--- START GIVEN RECORDS ---

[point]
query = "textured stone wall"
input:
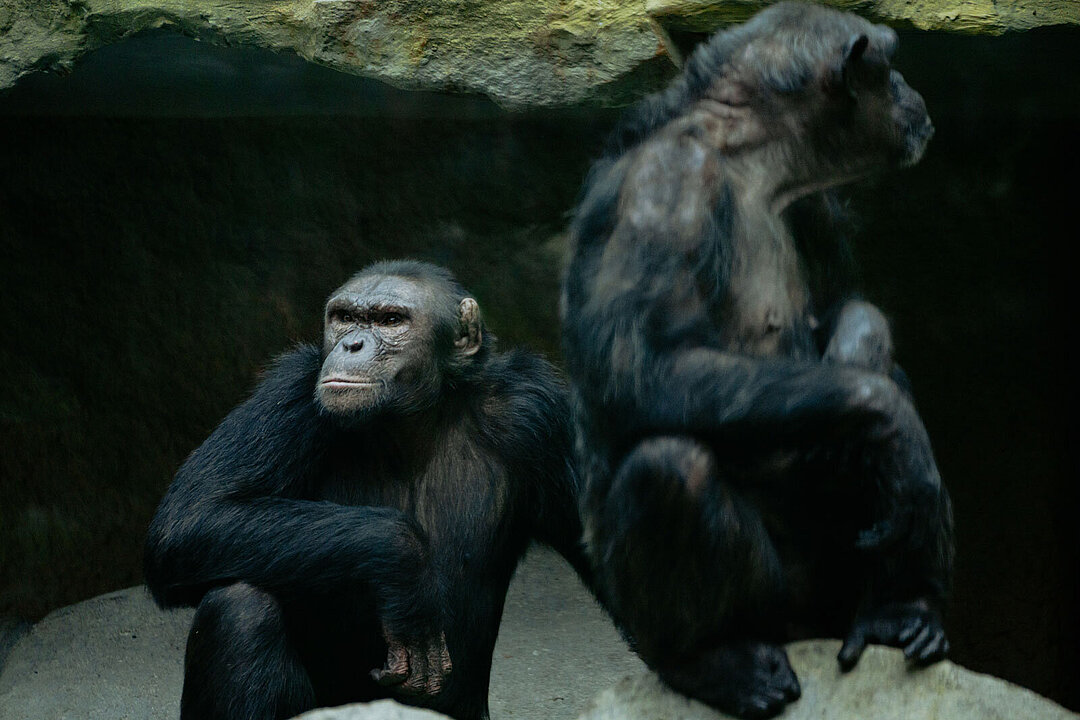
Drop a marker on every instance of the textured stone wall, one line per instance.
(517, 52)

--- END GIVEN RECORDS ---

• PROBLEM TO WORK ON
Present every line of the listing as a Markdown table with the columns No. and Line. Number the rows in order, skip blank lines, and leave the pictures out of the answer.

• EXERCISE SOLUTION
| No. | Line |
|---|---|
| 1 | [point] |
| 2 | query = "textured stone wall" |
| 3 | input: |
| 4 | Drop a marker on every instance of the textured stone wall, one line per instance. |
| 5 | (517, 52) |